* **Text to read**

◆ ◆ ◆ ◆ ◆

If to any other Person who is then the registered Holder:
     
    To the address of such Holder as it appears in the stock transfer books of the Company
 
or such other address as may be designated in writing hereafter, in the same manner, by such Person.
 
(h) Successors and Assigns.  The rights under this Agreement shall be automatically assignable by the Holders to any transferee of all or any portion of such Holder’s Registrable Securities if: (i) the Holder agrees in writing with the transferee or assignee to assign such rights, and a copy of such agreement is furnished to the Company within a reasonable time after such assignment; (ii) the Company is, within a reasonable time after such transfer or assignment, furnished with written notice of (a) the name and address of such transferee or assignee, and (b) the securities with respect to which such registration rights are being transferred or assigned; (iii) immediately following such transfer or assignment the further disposition of such securities by the transferee or assignee is restricted under the Securities Act or applicable state securities laws; (iv) at or before the time the Company receives the written notice contemplated by clause (ii) of this sentence the transferee or assignee agrees in writing with the Company to be bound by all of the provisions contained herein; and (v) such transfer shall have been made in accordance with the applicable requirements of the Purchase Agreement, and in accordance with all applicable securities laws.
 
(i) Execution and Counterparts.  This Agreement may be executed in any number of counterparts, each of which when so executed shall be deemed to be an original and, all of which taken together shall constitute one and the same Agreement. In the event that any signature is delivered by facsimile transmission, such signature shall create a valid binding obligation of the party executing (or on whose behalf such signature is executed) the same with the same force and effect as if such facsimile signature were the original thereof.

◆ ◆ ◆ ◆ ◆

* **Entries**
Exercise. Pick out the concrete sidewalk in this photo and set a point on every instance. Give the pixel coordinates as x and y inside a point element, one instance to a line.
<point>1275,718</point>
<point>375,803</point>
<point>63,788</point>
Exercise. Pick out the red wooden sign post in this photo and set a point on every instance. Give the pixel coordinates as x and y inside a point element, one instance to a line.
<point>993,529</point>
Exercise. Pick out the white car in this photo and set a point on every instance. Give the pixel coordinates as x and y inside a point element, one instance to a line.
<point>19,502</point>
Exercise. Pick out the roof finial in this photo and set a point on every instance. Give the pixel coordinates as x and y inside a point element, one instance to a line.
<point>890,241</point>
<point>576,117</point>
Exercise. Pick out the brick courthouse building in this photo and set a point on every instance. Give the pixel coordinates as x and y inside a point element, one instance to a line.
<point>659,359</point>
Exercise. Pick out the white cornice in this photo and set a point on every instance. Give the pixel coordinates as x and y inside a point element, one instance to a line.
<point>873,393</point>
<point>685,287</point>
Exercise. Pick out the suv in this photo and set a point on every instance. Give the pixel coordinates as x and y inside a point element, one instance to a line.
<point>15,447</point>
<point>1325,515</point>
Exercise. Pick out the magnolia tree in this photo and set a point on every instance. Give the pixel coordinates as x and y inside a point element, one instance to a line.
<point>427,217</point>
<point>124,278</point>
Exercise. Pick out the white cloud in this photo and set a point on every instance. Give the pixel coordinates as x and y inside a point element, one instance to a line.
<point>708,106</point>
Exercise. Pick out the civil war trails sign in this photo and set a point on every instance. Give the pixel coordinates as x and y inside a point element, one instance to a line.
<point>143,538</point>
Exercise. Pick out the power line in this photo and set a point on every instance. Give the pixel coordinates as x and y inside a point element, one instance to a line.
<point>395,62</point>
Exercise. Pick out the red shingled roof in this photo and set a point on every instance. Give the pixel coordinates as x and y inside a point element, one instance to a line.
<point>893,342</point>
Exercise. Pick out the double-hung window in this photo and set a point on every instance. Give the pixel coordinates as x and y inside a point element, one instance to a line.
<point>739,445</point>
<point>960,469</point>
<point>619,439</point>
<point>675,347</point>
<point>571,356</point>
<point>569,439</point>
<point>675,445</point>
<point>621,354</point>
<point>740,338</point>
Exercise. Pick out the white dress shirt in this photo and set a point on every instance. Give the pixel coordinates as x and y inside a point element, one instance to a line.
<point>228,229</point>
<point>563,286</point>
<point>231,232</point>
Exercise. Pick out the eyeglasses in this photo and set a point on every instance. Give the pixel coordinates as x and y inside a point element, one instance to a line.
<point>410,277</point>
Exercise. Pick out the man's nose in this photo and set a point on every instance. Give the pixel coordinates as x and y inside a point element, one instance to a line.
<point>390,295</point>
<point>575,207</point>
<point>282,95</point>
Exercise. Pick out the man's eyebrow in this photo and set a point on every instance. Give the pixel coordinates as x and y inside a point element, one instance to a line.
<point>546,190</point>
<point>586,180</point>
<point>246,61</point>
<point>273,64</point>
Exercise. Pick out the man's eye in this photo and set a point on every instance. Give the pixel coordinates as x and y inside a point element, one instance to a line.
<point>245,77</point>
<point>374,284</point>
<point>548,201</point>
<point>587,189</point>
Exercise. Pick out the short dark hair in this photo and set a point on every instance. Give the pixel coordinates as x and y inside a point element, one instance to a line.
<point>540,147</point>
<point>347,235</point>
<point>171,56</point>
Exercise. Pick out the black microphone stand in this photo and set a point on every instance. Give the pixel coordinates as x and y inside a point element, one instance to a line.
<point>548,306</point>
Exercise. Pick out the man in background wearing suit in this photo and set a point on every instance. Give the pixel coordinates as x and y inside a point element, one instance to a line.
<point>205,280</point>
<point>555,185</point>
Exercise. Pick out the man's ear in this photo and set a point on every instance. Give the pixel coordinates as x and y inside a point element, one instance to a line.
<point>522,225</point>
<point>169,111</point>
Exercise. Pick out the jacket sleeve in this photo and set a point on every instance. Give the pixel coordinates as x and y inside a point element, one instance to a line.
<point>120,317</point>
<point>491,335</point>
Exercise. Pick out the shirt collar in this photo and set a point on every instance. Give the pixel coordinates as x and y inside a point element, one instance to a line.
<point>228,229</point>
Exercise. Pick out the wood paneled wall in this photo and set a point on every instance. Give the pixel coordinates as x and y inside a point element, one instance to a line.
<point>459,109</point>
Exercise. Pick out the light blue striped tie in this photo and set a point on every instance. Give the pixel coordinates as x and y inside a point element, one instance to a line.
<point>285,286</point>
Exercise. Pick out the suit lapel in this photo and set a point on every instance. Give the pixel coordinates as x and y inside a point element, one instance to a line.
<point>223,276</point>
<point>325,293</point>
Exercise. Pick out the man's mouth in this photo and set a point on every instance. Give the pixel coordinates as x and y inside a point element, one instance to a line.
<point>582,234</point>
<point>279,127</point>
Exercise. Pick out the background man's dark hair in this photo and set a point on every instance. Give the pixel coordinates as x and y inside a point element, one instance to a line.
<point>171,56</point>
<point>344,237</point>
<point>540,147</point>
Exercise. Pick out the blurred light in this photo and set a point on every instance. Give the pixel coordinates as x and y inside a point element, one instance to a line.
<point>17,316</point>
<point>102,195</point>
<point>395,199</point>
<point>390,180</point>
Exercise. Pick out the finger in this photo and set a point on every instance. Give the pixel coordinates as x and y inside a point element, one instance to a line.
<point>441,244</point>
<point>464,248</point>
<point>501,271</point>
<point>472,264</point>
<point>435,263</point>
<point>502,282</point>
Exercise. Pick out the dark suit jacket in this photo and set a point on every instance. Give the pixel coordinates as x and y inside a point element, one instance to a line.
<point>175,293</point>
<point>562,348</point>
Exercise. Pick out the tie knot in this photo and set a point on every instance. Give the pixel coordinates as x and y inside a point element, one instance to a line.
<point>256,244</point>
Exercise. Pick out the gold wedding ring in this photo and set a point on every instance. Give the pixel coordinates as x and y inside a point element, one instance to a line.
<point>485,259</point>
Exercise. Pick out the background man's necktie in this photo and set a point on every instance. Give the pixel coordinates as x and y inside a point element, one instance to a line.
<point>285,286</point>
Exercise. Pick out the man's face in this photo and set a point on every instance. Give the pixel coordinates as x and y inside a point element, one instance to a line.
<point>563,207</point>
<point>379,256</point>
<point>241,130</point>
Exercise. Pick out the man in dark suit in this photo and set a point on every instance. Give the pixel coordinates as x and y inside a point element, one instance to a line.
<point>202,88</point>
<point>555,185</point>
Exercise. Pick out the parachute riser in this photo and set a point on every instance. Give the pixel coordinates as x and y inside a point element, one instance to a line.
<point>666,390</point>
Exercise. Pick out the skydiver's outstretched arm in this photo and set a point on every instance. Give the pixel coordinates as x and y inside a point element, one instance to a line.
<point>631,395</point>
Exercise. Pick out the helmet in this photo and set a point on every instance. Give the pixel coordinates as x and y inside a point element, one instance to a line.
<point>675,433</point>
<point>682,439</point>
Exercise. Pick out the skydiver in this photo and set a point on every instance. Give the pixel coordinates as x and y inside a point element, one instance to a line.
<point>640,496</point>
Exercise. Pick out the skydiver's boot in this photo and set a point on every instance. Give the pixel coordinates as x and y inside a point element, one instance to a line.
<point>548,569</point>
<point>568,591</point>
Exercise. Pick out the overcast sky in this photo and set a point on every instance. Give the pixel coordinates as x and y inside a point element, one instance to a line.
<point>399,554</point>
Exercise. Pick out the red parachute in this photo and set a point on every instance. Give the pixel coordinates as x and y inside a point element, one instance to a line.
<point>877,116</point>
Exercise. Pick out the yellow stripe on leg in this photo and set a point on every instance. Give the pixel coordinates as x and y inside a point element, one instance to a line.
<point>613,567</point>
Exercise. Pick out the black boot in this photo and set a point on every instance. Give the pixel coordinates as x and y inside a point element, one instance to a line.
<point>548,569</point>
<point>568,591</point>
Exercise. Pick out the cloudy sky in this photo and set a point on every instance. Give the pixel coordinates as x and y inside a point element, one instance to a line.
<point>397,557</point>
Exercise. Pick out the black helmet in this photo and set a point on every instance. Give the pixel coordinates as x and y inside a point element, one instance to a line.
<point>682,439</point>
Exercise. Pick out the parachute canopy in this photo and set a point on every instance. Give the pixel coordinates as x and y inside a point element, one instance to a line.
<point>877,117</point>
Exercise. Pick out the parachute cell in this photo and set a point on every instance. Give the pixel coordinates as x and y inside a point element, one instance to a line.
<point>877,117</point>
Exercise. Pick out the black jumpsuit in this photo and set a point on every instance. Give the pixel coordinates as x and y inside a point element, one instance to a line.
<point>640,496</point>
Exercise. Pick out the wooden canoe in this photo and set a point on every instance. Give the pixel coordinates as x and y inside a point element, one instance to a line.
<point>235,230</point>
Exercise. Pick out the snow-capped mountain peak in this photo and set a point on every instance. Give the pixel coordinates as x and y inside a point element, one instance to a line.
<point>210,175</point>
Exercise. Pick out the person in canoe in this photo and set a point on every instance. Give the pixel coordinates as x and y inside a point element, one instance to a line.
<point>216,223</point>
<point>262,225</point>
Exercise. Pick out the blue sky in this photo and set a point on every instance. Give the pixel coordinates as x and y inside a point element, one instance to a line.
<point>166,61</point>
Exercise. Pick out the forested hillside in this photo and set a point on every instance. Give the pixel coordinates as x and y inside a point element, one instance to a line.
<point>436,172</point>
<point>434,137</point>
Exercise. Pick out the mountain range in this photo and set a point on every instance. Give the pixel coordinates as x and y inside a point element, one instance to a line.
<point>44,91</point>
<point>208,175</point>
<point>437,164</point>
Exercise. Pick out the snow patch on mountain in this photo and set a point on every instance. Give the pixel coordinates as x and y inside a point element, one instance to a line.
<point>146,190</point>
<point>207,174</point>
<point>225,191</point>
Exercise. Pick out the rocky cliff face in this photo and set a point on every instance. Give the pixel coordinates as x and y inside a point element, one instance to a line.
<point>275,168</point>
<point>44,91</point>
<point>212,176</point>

◆ ◆ ◆ ◆ ◆

* **Written exercise**
Under the agreement excerpt, what force and effect does a signature delivered by facsimile transmission have? The entries come from a different source than the agreement excerpt.

* **Reply**
It creates a valid binding obligation of the signing party, with the same force and effect as if the facsimile signature were the original.